A recent decision in the County Court has provided useful guidance on how a request to insert energy efficiency clauses into leases during a lease renewal will be treated.
In an ideal scenario, a lease renewal will proceed smoothly with the parties reaching an agreement in respect of the renewal lease terms. Often the most contentious point is rent, however, it is becoming more common for landlords and tenants to propose terms which did not form part of the original lease. A recent County Court case considered this in respect of clauses relating to Energy Performance Certificates (EPC) and a tenant’s obligations in respect of them.
Clipper Logistics v Scottish Equitable PLC concerned an industrial unit in Rotherham and a dispute over the landlord’s proposed inclusion of some green alterations provisions.
In particular, the landlord had sought to include:
- A prohibition on the tenant carrying out alterations which would lead to the property having an EPC rating below band E.
- An indemnity from the tenant to the landlord for the cost of a new EPC if the tenant made alterations which invalidated or adversely effected the EPC.
- An obligation on the tenant to maintain the current EPC rating, return the premises to the landlord with the same EPC rating, and promptly carry out remedial works.
The landlord wanted to include these terms as it was concerned that the EPC rating could be lowered by the tenant, thereby placing the landlord in breach of Minimum Energy Efficiency Standard (MEES) and leaving them with the cost of remediating the property and at risk of financial penalties.
The tenant objected to the proposed clauses, arguing that it should not be required to bear the cost of compliance with MEES as this should fall to the landlord.
What happens when terms are in dispute?
Where one party suggests terms which depart from the terms of the current tenancy, the burden is on that party to persuade the Court to depart from the existing terms. Any change must, in the circumstances of the case, be fair and reasonable as between the landlord and the tenant.
The Court will then look to reach a conclusion which strikes a fair balance between the parties and only add clauses which can be justified on the basis that they are essentially fair.
In the Clipper Logistics case the Judge decided as follows:
- The landlord’s proposed prohibition on the tenant carrying out alterations which would lead the property to have an EPC rating below E was not a reasonable requirement. Indeed, it was held that existing clauses in the lease offered the landlord sufficient protection from any tenant actions which would damage the EPC rating.
- The landlord’s proposals to insert an indemnity for the cost of a new EPC if the tenant made alterations which adversely affected the EPC rating and to impose obligations on the tenant to maintain the current EPC rating would place too significant a burden on the tenant. This was particularly the case where the majority of the EPC/MEES obligations are expressly placed by legislation on landlords and not tenants.
What does this mean for lease renewals going forward?
It is becoming increasingly common for parties to lease renewal proceedings to include clauses which reflect the then-present circumstances. A good example of this was in response to COVID-19 lockdowns, where the parties in lease renewal proceedings sought to introduce rent concession clauses which would be triggered by a pandemic event.
Although there are often good reasons for proposing new clauses, the Clipper Logistics case, while not binding on higher courts, serves as a reminder for parties to a lease renewal that, should they attempt to propose new terms, they must be reasonable in the circumstances. Any proposals should not place onerous obligations on either party unless there is a good reason for this.

### Exercise brief
Copy the page text on the lease renewal court case word for word, starting with "Clipper Logistics v" and going on through "effected the EPC.". The data that comes next has nothing to do with the text.

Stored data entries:
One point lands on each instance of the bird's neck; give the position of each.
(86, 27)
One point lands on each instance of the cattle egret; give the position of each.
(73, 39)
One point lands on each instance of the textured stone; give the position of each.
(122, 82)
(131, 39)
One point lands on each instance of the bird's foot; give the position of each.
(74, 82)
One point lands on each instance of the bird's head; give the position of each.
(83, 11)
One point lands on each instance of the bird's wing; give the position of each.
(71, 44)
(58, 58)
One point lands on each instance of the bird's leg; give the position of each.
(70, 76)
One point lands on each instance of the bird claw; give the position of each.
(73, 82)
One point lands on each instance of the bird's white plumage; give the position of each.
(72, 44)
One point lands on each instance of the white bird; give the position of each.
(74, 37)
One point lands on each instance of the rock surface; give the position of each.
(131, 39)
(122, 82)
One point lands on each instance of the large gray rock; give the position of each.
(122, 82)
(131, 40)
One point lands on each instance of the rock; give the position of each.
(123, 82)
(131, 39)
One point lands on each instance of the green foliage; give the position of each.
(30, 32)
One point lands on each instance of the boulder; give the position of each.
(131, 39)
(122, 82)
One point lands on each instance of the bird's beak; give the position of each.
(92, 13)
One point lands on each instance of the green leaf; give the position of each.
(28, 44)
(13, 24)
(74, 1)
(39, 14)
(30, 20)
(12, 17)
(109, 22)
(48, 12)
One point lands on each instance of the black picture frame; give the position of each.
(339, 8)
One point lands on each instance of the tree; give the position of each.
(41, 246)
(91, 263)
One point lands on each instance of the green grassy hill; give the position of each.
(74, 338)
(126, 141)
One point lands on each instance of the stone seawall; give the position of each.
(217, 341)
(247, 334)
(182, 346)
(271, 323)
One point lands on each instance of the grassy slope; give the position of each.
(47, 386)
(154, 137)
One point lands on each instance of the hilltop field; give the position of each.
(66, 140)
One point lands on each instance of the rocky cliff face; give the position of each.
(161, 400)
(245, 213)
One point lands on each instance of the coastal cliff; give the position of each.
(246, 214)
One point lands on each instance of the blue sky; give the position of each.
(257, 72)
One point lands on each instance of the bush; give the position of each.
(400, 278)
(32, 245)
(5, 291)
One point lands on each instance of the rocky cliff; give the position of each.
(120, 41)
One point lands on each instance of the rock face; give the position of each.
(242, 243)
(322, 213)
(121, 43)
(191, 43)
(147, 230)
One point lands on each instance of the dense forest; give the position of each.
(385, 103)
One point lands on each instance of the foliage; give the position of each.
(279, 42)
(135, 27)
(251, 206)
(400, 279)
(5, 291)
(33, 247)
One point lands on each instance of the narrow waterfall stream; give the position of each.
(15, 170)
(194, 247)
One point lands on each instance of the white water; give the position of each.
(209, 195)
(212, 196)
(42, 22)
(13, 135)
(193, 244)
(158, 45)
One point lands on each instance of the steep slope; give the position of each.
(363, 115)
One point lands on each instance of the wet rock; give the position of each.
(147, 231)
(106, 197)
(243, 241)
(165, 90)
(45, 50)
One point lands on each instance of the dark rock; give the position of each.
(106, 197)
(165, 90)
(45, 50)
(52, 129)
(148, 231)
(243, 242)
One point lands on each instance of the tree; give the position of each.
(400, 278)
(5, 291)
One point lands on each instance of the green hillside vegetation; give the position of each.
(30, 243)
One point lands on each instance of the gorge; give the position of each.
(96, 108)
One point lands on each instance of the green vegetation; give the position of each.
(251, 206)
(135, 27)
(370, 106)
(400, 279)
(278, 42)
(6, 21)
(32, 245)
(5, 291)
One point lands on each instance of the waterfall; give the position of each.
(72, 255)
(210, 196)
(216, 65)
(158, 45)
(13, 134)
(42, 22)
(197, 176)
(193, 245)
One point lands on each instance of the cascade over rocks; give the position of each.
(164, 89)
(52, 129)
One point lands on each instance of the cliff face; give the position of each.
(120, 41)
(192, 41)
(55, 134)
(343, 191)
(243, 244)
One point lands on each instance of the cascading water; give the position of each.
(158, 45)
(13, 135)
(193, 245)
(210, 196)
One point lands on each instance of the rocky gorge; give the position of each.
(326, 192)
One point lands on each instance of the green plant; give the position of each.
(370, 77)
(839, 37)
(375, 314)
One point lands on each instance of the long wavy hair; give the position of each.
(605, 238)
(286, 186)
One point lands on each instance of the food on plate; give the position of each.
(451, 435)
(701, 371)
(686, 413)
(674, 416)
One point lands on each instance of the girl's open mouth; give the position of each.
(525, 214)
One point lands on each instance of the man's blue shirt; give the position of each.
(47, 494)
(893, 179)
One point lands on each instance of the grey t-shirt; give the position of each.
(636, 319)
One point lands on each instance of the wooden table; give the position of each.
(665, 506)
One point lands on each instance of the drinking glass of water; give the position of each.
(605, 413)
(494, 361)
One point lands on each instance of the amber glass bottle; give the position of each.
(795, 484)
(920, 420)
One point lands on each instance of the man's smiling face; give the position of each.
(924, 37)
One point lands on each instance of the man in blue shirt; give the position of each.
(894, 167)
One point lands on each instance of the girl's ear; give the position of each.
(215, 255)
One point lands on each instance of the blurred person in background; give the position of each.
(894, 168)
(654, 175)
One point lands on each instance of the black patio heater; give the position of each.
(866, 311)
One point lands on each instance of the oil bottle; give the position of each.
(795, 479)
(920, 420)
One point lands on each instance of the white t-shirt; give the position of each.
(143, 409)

### The completed task
Clipper Logistics v Scottish Equitable PLC concerned an industrial unit in Rotherham and a dispute over the landlord’s proposed inclusion of some green alterations provisions.
In particular, the landlord had sought to include:
- A prohibition on the tenant carrying out alterations which would lead to the property having an EPC rating below band E.
- An indemnity from the tenant to the landlord for the cost of a new EPC if the tenant made alterations which invalidated or adversely effected the EPC.